Extracted data entries
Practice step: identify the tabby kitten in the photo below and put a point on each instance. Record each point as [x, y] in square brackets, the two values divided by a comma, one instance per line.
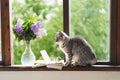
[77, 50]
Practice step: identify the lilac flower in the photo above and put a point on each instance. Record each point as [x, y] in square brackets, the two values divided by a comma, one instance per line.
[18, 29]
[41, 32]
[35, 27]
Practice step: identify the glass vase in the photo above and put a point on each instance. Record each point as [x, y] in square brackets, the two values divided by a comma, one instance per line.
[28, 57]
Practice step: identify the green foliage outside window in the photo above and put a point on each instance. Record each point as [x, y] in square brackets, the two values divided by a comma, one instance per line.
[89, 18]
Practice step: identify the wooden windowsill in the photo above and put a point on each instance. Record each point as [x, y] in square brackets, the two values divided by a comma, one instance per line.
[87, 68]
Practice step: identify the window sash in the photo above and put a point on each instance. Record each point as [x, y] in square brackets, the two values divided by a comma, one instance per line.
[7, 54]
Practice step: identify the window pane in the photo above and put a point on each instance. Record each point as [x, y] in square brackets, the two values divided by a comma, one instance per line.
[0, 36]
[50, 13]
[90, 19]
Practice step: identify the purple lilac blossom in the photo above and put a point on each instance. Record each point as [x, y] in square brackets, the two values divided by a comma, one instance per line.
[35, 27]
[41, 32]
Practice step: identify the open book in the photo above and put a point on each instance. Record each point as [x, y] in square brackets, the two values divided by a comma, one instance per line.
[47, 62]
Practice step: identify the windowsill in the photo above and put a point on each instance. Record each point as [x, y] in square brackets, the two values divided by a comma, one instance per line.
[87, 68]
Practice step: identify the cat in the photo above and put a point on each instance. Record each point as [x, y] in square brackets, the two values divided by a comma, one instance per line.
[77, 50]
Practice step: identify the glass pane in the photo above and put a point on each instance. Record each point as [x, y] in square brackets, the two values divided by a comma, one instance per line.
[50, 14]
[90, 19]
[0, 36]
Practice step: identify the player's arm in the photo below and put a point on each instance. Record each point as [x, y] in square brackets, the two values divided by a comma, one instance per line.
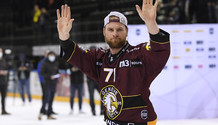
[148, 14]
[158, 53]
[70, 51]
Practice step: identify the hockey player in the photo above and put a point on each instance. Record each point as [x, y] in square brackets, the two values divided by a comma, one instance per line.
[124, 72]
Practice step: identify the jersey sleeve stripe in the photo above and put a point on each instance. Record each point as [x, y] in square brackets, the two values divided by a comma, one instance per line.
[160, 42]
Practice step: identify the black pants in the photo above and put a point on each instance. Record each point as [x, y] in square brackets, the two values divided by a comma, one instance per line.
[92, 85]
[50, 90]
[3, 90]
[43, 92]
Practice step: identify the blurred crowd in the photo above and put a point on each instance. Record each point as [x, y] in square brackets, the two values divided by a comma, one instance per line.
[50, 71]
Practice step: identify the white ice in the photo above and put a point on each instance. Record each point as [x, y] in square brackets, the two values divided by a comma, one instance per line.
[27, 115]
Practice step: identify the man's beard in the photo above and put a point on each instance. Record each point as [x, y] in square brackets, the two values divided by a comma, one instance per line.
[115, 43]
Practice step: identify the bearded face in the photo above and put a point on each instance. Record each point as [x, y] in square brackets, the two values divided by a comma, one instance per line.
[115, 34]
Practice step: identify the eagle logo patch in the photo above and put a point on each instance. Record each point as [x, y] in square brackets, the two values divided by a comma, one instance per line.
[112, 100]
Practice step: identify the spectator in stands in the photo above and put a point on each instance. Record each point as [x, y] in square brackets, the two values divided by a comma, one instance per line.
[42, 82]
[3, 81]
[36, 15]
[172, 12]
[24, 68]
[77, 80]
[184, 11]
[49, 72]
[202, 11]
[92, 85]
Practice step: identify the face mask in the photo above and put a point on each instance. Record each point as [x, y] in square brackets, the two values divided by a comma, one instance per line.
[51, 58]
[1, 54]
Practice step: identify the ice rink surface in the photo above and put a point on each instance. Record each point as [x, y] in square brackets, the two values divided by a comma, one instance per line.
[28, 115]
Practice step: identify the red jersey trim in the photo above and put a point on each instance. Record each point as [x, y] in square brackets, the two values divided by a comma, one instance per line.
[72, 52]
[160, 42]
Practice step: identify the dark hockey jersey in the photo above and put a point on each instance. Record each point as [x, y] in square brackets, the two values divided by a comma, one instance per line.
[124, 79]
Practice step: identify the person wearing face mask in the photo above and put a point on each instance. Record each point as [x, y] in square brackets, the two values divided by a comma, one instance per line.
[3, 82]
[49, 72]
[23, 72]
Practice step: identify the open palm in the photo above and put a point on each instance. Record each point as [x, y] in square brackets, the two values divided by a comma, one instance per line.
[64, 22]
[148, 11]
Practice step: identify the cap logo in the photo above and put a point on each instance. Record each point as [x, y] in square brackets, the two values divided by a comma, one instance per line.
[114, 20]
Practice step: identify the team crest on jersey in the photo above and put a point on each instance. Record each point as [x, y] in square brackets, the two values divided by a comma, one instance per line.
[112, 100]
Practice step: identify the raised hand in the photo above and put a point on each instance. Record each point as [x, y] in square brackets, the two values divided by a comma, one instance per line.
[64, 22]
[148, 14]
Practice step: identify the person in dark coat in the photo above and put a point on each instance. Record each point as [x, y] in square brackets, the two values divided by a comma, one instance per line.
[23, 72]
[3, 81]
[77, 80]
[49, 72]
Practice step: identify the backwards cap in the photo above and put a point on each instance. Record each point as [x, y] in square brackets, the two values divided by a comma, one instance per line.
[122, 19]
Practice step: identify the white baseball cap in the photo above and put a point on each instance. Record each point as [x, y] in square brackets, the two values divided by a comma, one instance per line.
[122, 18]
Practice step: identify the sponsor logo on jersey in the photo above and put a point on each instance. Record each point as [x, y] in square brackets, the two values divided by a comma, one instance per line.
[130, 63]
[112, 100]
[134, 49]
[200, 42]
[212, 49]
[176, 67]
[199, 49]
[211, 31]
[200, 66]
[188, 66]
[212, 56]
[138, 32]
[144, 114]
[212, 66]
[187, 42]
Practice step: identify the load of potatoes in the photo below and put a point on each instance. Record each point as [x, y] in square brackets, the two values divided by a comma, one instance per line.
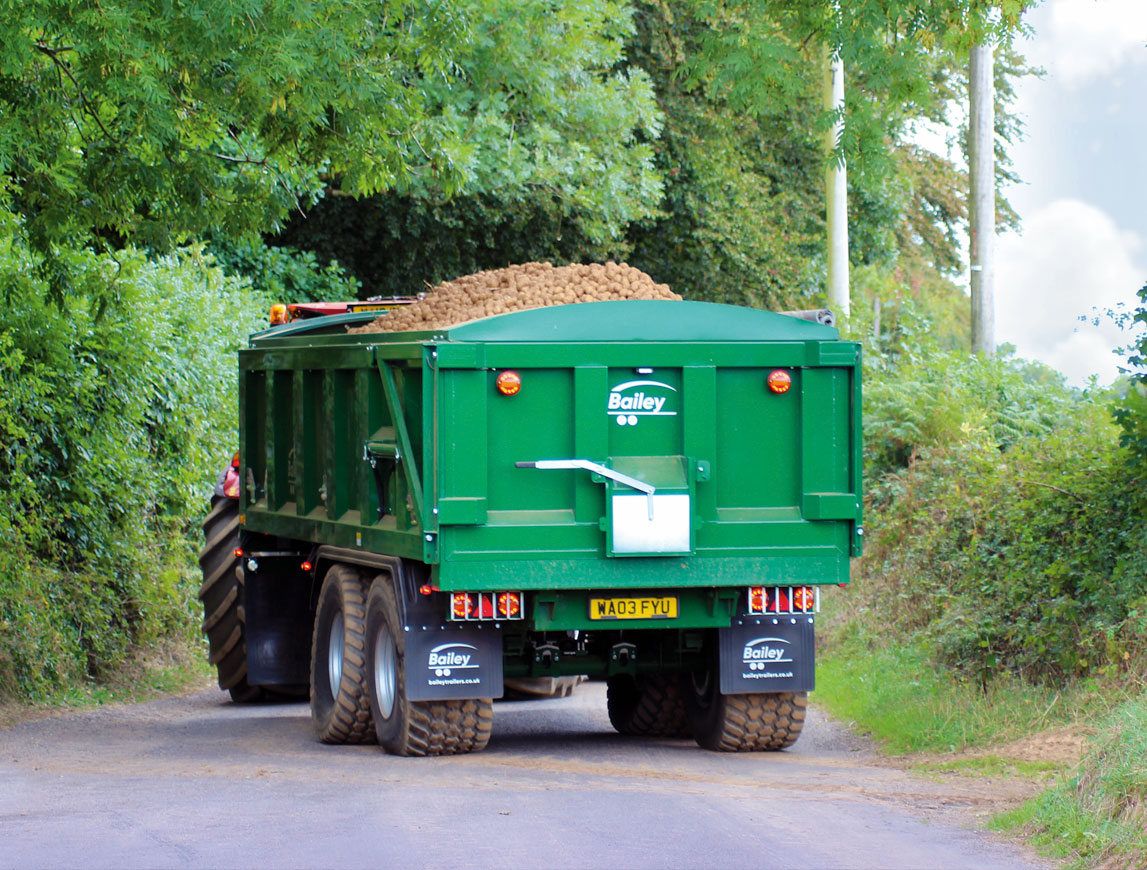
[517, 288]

...

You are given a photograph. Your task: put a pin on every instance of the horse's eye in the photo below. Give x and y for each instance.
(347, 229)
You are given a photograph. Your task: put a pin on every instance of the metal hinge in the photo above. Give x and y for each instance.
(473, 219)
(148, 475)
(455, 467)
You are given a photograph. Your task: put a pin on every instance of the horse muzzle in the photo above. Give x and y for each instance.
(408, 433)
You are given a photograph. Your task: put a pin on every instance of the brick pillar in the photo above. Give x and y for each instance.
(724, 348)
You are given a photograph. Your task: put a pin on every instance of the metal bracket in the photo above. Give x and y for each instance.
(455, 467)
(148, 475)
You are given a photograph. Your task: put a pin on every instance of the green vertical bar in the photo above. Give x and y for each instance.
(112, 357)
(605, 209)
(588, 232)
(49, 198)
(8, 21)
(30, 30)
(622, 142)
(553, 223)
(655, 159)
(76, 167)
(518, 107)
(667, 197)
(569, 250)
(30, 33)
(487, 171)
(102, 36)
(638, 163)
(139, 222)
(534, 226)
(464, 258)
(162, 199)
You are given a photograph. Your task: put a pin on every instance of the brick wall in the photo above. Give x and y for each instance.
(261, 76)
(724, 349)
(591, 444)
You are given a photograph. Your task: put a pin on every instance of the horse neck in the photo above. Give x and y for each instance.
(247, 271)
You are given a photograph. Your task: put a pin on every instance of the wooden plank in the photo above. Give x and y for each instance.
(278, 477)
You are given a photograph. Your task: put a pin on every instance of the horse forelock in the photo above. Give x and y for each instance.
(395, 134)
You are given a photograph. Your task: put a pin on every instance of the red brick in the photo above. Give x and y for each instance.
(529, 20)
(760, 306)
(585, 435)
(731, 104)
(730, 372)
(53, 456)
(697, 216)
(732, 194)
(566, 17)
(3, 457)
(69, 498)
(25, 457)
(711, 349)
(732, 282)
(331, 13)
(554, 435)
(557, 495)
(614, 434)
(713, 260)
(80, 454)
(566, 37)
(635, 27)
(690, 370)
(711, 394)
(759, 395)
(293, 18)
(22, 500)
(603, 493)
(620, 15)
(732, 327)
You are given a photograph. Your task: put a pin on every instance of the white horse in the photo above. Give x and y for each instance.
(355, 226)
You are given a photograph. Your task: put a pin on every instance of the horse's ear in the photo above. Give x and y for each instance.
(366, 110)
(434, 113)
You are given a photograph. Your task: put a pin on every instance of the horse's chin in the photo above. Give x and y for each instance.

* * *

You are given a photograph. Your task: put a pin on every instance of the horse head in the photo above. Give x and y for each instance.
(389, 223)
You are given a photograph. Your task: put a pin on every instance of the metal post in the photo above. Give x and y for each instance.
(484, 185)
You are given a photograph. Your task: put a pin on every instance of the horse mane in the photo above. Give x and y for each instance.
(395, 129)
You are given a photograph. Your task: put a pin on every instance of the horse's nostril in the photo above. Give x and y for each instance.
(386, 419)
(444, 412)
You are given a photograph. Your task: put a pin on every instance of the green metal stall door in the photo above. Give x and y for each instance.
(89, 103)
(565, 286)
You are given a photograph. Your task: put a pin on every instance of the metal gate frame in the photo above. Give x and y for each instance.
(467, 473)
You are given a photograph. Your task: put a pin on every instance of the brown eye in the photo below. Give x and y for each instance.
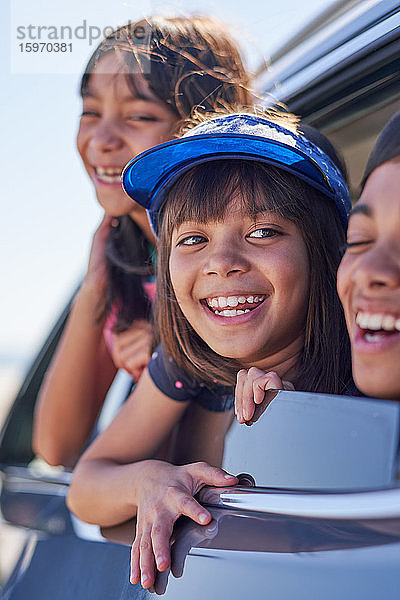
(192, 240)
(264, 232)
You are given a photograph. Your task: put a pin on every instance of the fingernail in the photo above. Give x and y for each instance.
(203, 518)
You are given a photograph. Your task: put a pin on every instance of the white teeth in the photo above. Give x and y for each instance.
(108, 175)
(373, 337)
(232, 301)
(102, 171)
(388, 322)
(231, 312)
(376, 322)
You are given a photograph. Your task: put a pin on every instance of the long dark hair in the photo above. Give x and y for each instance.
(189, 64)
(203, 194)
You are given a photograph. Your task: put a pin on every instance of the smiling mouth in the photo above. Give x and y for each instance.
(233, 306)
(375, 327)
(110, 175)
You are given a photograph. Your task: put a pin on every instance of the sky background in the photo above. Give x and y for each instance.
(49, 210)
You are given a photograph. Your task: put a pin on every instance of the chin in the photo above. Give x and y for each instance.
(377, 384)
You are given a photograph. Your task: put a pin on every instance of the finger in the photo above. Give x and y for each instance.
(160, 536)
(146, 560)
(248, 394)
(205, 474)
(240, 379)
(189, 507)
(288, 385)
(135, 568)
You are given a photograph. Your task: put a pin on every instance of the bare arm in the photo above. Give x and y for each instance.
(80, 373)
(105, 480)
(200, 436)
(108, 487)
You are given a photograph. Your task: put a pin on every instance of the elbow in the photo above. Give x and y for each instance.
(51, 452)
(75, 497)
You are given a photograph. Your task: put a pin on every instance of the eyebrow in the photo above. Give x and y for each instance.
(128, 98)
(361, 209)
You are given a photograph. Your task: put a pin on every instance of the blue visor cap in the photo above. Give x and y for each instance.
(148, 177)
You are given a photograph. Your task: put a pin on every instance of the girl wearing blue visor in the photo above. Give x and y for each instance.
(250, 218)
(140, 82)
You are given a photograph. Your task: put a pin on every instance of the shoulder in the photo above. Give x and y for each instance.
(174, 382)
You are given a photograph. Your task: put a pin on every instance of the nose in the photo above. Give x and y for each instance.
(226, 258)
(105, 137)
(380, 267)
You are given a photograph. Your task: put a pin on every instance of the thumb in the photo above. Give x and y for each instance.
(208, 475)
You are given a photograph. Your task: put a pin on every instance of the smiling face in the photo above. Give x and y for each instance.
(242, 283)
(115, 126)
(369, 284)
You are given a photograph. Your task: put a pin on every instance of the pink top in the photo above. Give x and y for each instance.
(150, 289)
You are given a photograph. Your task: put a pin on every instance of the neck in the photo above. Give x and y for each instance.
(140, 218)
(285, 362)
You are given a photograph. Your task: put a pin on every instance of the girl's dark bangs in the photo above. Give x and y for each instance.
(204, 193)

YOUR INSTRUCTIONS:
Nothing should appear in the answer except the lines above from the line with "the white horse" through the line with "the horse's chin", both included, written out exactly.

TASK ANSWER:
You are given a photograph. Your task: put a pin on every instance of the white horse in the photo above. Give x and y for each instance.
(355, 226)
You are given a photograph. Your task: put a pin on every instance of the horse's ear in the photo above. Give x and y for each instance.
(366, 110)
(434, 113)
You are given a photograph. Your task: put a pin on every instance of the horse's chin in the photo above. Give x and y for each instance.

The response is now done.